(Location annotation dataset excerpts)
**********

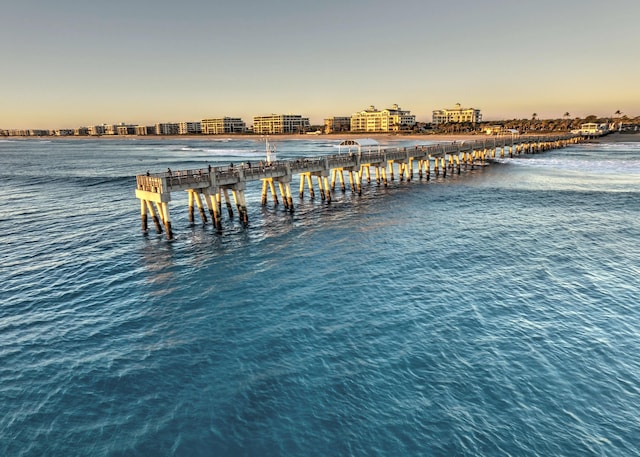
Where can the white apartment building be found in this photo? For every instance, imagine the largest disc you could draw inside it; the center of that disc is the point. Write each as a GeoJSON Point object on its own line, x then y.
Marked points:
{"type": "Point", "coordinates": [337, 124]}
{"type": "Point", "coordinates": [189, 128]}
{"type": "Point", "coordinates": [220, 125]}
{"type": "Point", "coordinates": [392, 119]}
{"type": "Point", "coordinates": [457, 115]}
{"type": "Point", "coordinates": [167, 128]}
{"type": "Point", "coordinates": [280, 123]}
{"type": "Point", "coordinates": [97, 130]}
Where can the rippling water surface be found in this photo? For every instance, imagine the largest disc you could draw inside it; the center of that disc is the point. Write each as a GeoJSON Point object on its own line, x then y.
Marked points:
{"type": "Point", "coordinates": [490, 313]}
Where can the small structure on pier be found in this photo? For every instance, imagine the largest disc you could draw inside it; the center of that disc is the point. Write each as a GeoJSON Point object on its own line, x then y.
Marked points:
{"type": "Point", "coordinates": [367, 143]}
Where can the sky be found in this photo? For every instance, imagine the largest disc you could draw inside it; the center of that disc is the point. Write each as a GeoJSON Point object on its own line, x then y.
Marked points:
{"type": "Point", "coordinates": [71, 63]}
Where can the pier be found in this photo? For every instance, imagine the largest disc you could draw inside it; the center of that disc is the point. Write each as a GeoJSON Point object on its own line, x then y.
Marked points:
{"type": "Point", "coordinates": [208, 188]}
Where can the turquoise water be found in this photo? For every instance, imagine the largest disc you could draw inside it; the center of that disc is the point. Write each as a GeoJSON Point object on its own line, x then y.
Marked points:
{"type": "Point", "coordinates": [489, 313]}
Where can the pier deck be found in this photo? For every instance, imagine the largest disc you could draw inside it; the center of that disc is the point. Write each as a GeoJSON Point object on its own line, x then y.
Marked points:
{"type": "Point", "coordinates": [208, 187]}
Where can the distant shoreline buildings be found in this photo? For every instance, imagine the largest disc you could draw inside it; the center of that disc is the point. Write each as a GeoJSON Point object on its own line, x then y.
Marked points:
{"type": "Point", "coordinates": [369, 120]}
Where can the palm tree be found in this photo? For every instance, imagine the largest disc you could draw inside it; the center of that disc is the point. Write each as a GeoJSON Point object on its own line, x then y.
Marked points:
{"type": "Point", "coordinates": [619, 114]}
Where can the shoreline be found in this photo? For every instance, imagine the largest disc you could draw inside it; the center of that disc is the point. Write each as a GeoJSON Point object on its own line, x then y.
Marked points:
{"type": "Point", "coordinates": [610, 138]}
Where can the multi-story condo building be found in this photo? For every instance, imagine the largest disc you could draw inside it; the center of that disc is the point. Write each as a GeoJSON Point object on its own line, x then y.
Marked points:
{"type": "Point", "coordinates": [97, 130]}
{"type": "Point", "coordinates": [388, 120]}
{"type": "Point", "coordinates": [123, 129]}
{"type": "Point", "coordinates": [167, 128]}
{"type": "Point", "coordinates": [189, 128]}
{"type": "Point", "coordinates": [457, 115]}
{"type": "Point", "coordinates": [280, 123]}
{"type": "Point", "coordinates": [220, 125]}
{"type": "Point", "coordinates": [337, 124]}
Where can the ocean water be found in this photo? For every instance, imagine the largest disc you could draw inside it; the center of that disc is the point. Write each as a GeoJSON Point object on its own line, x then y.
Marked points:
{"type": "Point", "coordinates": [495, 312]}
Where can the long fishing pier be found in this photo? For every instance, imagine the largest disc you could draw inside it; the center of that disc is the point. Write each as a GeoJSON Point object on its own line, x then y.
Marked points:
{"type": "Point", "coordinates": [209, 187]}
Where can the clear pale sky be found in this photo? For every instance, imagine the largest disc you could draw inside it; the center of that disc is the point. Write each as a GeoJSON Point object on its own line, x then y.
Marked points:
{"type": "Point", "coordinates": [69, 63]}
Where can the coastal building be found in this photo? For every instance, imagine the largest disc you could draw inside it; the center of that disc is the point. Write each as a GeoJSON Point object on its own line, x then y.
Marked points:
{"type": "Point", "coordinates": [126, 129]}
{"type": "Point", "coordinates": [457, 115]}
{"type": "Point", "coordinates": [189, 128]}
{"type": "Point", "coordinates": [110, 129]}
{"type": "Point", "coordinates": [280, 123]}
{"type": "Point", "coordinates": [167, 128]}
{"type": "Point", "coordinates": [96, 130]}
{"type": "Point", "coordinates": [392, 119]}
{"type": "Point", "coordinates": [337, 124]}
{"type": "Point", "coordinates": [221, 125]}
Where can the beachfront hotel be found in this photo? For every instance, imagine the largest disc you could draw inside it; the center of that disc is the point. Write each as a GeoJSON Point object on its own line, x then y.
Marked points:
{"type": "Point", "coordinates": [337, 124]}
{"type": "Point", "coordinates": [280, 123]}
{"type": "Point", "coordinates": [391, 119]}
{"type": "Point", "coordinates": [189, 128]}
{"type": "Point", "coordinates": [457, 115]}
{"type": "Point", "coordinates": [220, 125]}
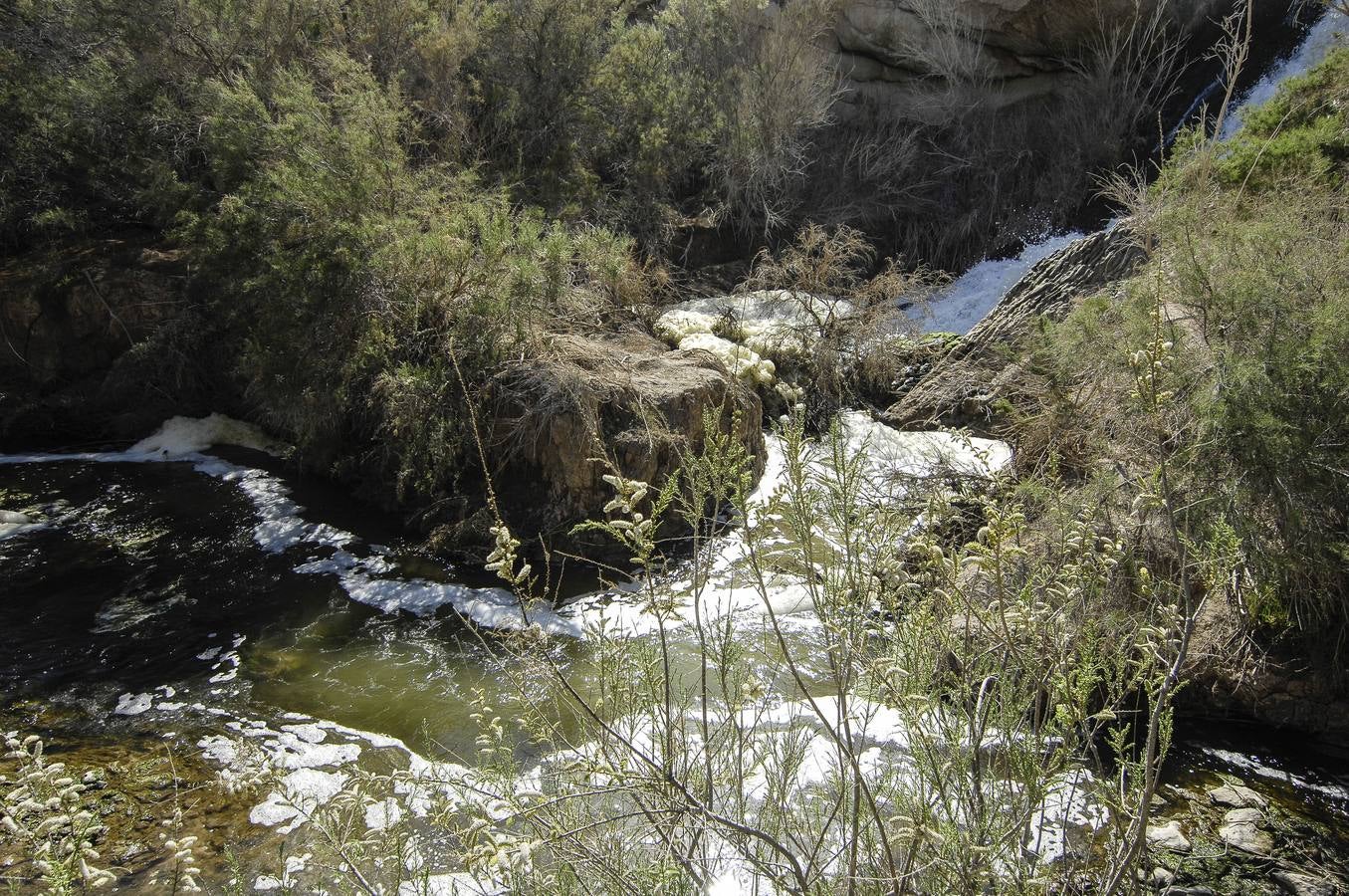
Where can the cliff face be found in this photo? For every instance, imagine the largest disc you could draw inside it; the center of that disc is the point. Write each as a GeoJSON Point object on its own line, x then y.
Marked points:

**********

▸ **Directive**
Print the records word for word and exclude any picture they hold.

▸ **Solution to this problem**
Where can the white apartment building be found in this photo? For every instance, imagine the largest disc you could draw inside it; the center of that disc is the point. Write each as a GeoJSON Point object on its own line, x then y.
Marked points:
{"type": "Point", "coordinates": [337, 124]}
{"type": "Point", "coordinates": [189, 128]}
{"type": "Point", "coordinates": [220, 125]}
{"type": "Point", "coordinates": [392, 119]}
{"type": "Point", "coordinates": [457, 115]}
{"type": "Point", "coordinates": [167, 128]}
{"type": "Point", "coordinates": [280, 123]}
{"type": "Point", "coordinates": [97, 130]}
Where can the rippling water surface be found in this photo? For every instance, imagine the largest disc you could draw inside it; the center of that disc is the point. Write each as a GeoJSON Point object on its own line, x then y.
Marked points:
{"type": "Point", "coordinates": [490, 313]}
Where can the small structure on pier be found in this photo? For every instance, imagine the largest disc you could draw inside it; the center of that disc is the point. Write each as a GeoJSON Point object on its own line, x then y.
Marked points:
{"type": "Point", "coordinates": [367, 143]}
Where can the sky be found in this photo? For every instance, imagine the largest disc you could draw inside it; the center of that disc is the point. Write each as a GeoJSON Point object on its own line, x then y.
Marked points:
{"type": "Point", "coordinates": [71, 63]}
Where can the pier be found in this photo? For every instance, imagine the largest disc you could draw inside it; the center of that disc is the point. Write each as a GeoJSON Point object on its own line, x then y.
Marked points:
{"type": "Point", "coordinates": [208, 188]}
Where can the turquoise water be found in this photo? For every instance, imagine the largest disc you could draw inside it; the center of that disc is the point. Write each as a GeoJSON Point object on its own line, x then y.
Marked points:
{"type": "Point", "coordinates": [489, 313]}
Where can the pier deck be found in this photo? For every instance, imagine the largest disc you could draw inside it; the center of that disc is the point. Write each as a GeoJSON Point object on its own line, x then y.
Marked points:
{"type": "Point", "coordinates": [208, 187]}
Where can the distant shoreline buildings be found in this photo? For every instance, imagine the largest disc you could draw inside it; the center of that disc is the point. Write each as a GeoJSON Point object on its own line, x then y.
Marked points:
{"type": "Point", "coordinates": [369, 120]}
Where can the palm tree be found in this photo? For every instance, imagine the largest disc you could draw inside it; the center of that disc is the point. Write each as a GeoJSON Point object on its own line, x then y.
Marked points:
{"type": "Point", "coordinates": [619, 114]}
Where can the shoreline be found in this photo? For every instance, imagine the largest disc you could draw inside it; the center of that disc is the point. Write each as a GeoJSON Point object on its own line, x then y.
Marked points:
{"type": "Point", "coordinates": [610, 138]}
Where can the multi-story condo building be found in this photo? For every instance, imagine the largest disc you could draw inside it; the center of that disc is the point. Write each as a GeoJSON Point object on its own line, x then y.
Marked points:
{"type": "Point", "coordinates": [97, 130]}
{"type": "Point", "coordinates": [388, 120]}
{"type": "Point", "coordinates": [123, 129]}
{"type": "Point", "coordinates": [167, 128]}
{"type": "Point", "coordinates": [189, 128]}
{"type": "Point", "coordinates": [457, 115]}
{"type": "Point", "coordinates": [280, 123]}
{"type": "Point", "coordinates": [220, 125]}
{"type": "Point", "coordinates": [337, 124]}
Where can the ocean water be found in this photo? For every instance, imagine the largest disc you could draw inside it; the center of that disc is the point. Write each as a GeoJSON Point object on its own line, x then y.
Marked points:
{"type": "Point", "coordinates": [495, 312]}
Where can the long fishing pier be found in this photo? For every instance, imagine the largest disc you could draw inside it; the center of that disc is the point. Write each as a GeoJSON Point object on its own line, x then y.
Marked points:
{"type": "Point", "coordinates": [209, 187]}
Where can the clear pale sky be found in this photo? For every instance, imagine the largest disc you could draw inside it; the center of that disc is the point. Write each as a GeoJSON Point object on its own line, x then y.
Marked points:
{"type": "Point", "coordinates": [69, 63]}
Where can the coastal building be found in this photo? For every instance, imagine the largest disc you could draw inside it; the center of that disc is the point. Write each as a GeoJSON Point object on its own line, x then y.
Marked points:
{"type": "Point", "coordinates": [126, 129]}
{"type": "Point", "coordinates": [457, 115]}
{"type": "Point", "coordinates": [189, 128]}
{"type": "Point", "coordinates": [110, 129]}
{"type": "Point", "coordinates": [280, 123]}
{"type": "Point", "coordinates": [167, 128]}
{"type": "Point", "coordinates": [96, 130]}
{"type": "Point", "coordinates": [392, 119]}
{"type": "Point", "coordinates": [337, 124]}
{"type": "Point", "coordinates": [221, 125]}
Where can the beachfront hotel be found in this photo? For every instance, imagine the largest disc you could draw inside it; the center of that disc is the point. Write each as a GeoJSON Point object on its own line, x then y.
Marked points:
{"type": "Point", "coordinates": [337, 124]}
{"type": "Point", "coordinates": [280, 123]}
{"type": "Point", "coordinates": [391, 119]}
{"type": "Point", "coordinates": [189, 128]}
{"type": "Point", "coordinates": [457, 115]}
{"type": "Point", "coordinates": [220, 125]}
Where can the cliff face be found in this photo? For every instance, imagine the largest disc you could draw inside it; the center of that disc is the point. Write each as a GeoJSON Point object on its own line, x then y.
Marked points:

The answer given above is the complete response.